> **Data listing**:
• • • • • • •
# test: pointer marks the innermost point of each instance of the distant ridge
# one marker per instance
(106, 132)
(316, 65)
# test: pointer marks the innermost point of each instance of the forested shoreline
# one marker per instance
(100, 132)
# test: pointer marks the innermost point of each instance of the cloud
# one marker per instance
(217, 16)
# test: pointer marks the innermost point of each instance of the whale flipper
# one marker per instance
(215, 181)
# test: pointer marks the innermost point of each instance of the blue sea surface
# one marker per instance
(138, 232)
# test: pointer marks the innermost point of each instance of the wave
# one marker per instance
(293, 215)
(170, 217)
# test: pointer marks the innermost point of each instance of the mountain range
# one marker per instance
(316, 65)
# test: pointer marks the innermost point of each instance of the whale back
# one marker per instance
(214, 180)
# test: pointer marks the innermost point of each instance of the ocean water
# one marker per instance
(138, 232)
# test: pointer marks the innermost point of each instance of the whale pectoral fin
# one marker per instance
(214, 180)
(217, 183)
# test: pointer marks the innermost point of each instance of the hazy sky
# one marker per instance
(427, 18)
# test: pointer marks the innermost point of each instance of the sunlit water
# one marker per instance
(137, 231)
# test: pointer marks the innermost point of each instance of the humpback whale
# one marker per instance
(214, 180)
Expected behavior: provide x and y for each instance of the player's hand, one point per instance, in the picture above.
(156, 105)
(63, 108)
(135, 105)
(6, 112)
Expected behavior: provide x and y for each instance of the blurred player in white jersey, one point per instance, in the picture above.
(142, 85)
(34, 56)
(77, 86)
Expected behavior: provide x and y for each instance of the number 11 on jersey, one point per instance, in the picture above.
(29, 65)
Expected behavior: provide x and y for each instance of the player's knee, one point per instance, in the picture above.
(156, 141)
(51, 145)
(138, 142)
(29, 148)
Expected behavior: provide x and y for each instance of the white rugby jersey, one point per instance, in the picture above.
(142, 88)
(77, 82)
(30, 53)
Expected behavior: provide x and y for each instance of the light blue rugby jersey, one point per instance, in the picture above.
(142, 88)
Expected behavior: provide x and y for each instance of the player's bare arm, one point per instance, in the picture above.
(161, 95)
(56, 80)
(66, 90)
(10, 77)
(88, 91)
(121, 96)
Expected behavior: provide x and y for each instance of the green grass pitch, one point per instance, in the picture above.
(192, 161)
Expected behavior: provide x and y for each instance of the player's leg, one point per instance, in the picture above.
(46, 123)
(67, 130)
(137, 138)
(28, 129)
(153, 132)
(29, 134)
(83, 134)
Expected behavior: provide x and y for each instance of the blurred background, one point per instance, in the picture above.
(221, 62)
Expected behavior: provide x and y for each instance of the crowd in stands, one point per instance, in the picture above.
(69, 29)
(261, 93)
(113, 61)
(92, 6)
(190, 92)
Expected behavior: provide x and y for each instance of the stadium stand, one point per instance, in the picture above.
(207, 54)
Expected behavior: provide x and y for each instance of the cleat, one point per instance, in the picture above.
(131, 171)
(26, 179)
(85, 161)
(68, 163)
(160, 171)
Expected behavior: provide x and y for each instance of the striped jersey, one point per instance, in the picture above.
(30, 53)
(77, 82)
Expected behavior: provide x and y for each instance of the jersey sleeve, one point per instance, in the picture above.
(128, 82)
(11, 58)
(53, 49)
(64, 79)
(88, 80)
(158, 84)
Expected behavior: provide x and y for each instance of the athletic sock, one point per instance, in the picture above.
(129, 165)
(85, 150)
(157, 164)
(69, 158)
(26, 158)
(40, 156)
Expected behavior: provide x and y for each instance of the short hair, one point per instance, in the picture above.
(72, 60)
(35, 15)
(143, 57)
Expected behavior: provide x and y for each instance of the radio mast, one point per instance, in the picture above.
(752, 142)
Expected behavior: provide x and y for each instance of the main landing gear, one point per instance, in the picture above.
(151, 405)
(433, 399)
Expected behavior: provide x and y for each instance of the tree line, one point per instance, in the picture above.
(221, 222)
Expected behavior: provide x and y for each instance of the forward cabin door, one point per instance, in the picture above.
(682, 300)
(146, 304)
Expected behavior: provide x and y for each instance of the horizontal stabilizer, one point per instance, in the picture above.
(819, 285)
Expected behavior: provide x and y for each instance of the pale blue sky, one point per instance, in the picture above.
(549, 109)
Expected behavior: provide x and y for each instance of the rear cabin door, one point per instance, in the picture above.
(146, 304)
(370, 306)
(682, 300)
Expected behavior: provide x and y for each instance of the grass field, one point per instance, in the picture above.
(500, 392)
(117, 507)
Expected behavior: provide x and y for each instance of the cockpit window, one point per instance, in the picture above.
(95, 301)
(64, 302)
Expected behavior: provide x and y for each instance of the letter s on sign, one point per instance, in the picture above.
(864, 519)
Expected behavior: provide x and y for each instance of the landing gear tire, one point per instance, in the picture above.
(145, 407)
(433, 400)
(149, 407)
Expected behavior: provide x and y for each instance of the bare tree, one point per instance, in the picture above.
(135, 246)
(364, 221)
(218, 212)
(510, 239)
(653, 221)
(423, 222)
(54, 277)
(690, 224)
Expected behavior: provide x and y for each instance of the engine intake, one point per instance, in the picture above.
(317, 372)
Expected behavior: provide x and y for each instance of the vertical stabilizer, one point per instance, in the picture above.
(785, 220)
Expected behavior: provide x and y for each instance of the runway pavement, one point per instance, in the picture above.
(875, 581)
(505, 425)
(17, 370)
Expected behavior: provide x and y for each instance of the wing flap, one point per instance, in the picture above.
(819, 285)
• • • • • • •
Across all the records above, find each line with "whale" in it and copy it.

# test: pointer marks the innermost point of each instance of the whale flipper
# test: pointer marks the innermost point of each instance of the whale back
# test: pointer marks the innermost point of each instance of the whale pectoral fin
# test: pointer marks the innermost point of each instance of the humpback whale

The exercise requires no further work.